• [AIM OF THE TASK]: Your task is to print all of the data below exactly, with no pictures included.
►
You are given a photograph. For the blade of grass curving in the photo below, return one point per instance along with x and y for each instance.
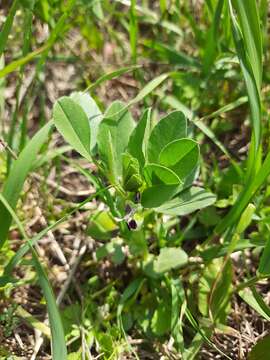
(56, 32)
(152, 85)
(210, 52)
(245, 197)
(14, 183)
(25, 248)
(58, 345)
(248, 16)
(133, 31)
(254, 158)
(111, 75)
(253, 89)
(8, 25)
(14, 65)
◄
• [TASK SOLUTION]:
You are given a photograph. For the blade of grass curving in the photo below, return one point per instance along with x and y for each instance.
(56, 32)
(152, 85)
(210, 52)
(245, 197)
(14, 183)
(25, 248)
(58, 345)
(248, 16)
(133, 31)
(254, 158)
(111, 75)
(253, 89)
(8, 25)
(14, 65)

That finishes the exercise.